Instructions for the task
Retype the text on oilfield casing perforation below, starting with "In sum there" and going on through "of conventional perforating.".

Supplied text

········

1. Field of Invention
The present invention relates generally to the field of oilfield exploration, production, and testing, and more specifically to casing and casing joints useful in such operations.
2. Related Art
In hydrocarbon production, after a well has been drilled and casing has been cemented in the well, perforations are created to allow communication of fluids between reservoirs in the formation and the wellbore. Any suitable perforating techniques recognized in the industry may be used. Shaped charge perforating is commonly used, in which shaped charges are mounted in perforating guns that are conveyed into the well on a slickline, wireline, tubing, or another type of carrier. The perforating guns are then fired to create openings in the casing and to extend perforations as penetrations into the formation. In some cases wells may include a pre-pack comprising an oxidizer composition, and perforation may proceed through the pre-pack. These techniques may be used separately or in conjunction with shaped charges that include an oxidizer in the charge itself. Any type of perforating gun may be used. A first type, as an example, is a strip gun that includes a strip carrier on which capsule shaped charges may be mounted. The capsule shaped charges are contained in sealed capsules to protect the shaped charges from the well environment. Another type of gun is a sealed hollow carrier gun, which includes a hollow carrier in which non-capsule shaped charges may be mounted. The shaped charges may be mounted on a loading tube or a strip inside the hollow carrier. Thinned areas (referred to as recesses) may be formed in the wall of the hollow carrier housing to allow easier penetration by perforating jets from fired shaped charges. Another type of gun is a sealed hollow carrier shot-by-shot gun, which includes a plurality of hollow carrier gun segments in each of which one non-capsule shaped charge may be mounted.
Other downhole perforating mechanisms are described generally in U.S. Pat. No. 6,543,538. Alternative perforating devices include water and/or abrasive jet perforating, chemical dissolution, and laser perforating for the purpose of creating a flow path between the wellbore and the surrounding formation. There are many disadvantages to current perforating techniques. As explained in this patent, not only is a perforating device required downhole, in many cases an actuating device must be suspended in the wellbore for the purpose of actuating the charges or other devices that may be conveyed by the casing. Each individual gun may be on the order of 2 to 8 feet in length, and contain on the order of 8 to 20 perforating charges placed along the gun tube; as many as 15 to 20 individual guns could be stacked one on top of another such that the assembled gun system total length may be approximately 80 to 100 feet. This total gun length must be deployed in the wellbore using a surface crane and lubricator systems. Longer gun lengths could also be used, but would generally require additional or special equipment. The perforating device must be conveyed downhole by various means, such as electric line, wireline, slickline, conventional tubing, coiled tubing, and casing conveyed systems. The perforating device can remain in the hole after perforating the first zone and then be positioned to the next zone before, during, or after treatment of the first zone. There are numerous other patents describing perforating, but they all require either a mechanical device (such as a sliding sleeve), pumping fluid though a jetting device, perforating guns, or other downhole devices.
In sum there are many disadvantages in conventional perforating techniques, including: safety concerns with explosive charges; the need for conveying equipment to convey the perforating device and actuators, if any, downhole; risk of loss or damage of these devices downhole; time required in deploying the mechanisms downhole. Further, while it is possible to perforate casing downhole at one well location and then move the perforating device within the wellbore to another location and repeat the perforation process, there is the possibility for erring in locating the perforating device, which is disadvantageous. Nevertheless, and despite these and other disadvantages, these downhole perforating techniques are the standard today. There is a need in the art to eliminate or reduce risks, cost, and time of conventional perforating.

········

Source material

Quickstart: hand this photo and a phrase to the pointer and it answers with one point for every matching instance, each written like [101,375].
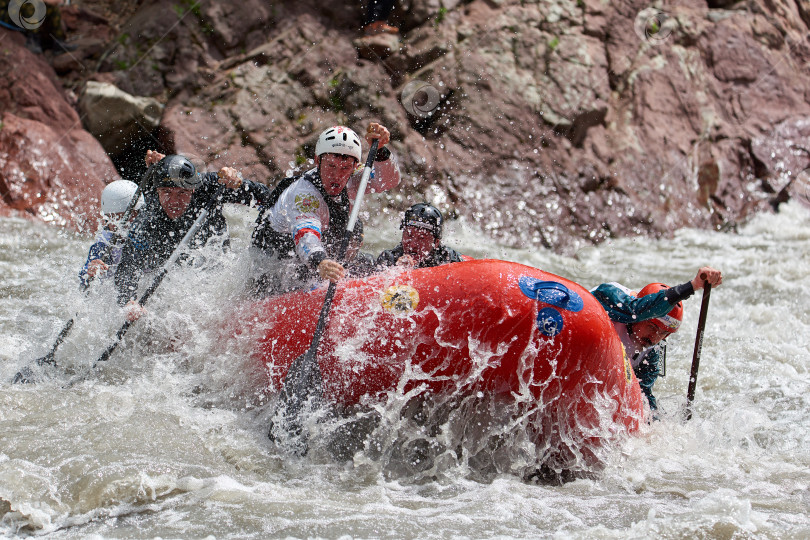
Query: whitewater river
[169,438]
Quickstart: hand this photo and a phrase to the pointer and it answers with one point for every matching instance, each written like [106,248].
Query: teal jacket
[627,309]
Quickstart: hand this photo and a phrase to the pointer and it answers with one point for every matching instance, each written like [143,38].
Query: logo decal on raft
[549,322]
[307,203]
[400,299]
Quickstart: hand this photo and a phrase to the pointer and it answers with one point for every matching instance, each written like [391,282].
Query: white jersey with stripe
[302,211]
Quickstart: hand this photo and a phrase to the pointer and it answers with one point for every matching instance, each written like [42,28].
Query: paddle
[159,278]
[704,308]
[26,374]
[303,381]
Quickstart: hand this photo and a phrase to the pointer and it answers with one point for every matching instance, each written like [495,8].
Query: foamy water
[169,438]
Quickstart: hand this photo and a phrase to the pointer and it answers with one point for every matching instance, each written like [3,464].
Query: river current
[168,439]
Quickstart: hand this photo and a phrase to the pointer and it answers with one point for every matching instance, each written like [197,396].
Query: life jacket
[281,244]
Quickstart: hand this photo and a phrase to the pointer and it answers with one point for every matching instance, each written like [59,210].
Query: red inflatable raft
[537,345]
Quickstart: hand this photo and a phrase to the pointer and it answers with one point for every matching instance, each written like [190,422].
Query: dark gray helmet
[175,171]
[357,232]
[424,216]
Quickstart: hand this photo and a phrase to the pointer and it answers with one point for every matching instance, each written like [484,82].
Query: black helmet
[175,171]
[424,216]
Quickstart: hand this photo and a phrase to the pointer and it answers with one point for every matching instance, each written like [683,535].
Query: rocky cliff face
[547,123]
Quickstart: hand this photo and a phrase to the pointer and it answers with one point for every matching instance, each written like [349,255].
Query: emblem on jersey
[549,322]
[307,203]
[400,299]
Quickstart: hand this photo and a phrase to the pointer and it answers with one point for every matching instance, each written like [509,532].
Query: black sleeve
[452,255]
[679,292]
[249,193]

········

Answer space
In sum there are many disadvantages in conventional perforating techniques, including: safety concerns with explosive charges; the need for conveying equipment to convey the perforating device and actuators, if any, downhole; risk of loss or damage of these devices downhole; time required in deploying the mechanisms downhole. Further, while it is possible to perforate casing downhole at one well location and then move the perforating device within the wellbore to another location and repeat the perforation process, there is the possibility for erring in locating the perforating device, which is disadvantageous. Nevertheless, and despite these and other disadvantages, these downhole perforating techniques are the standard today. There is a need in the art to eliminate or reduce risks, cost, and time of conventional perforating.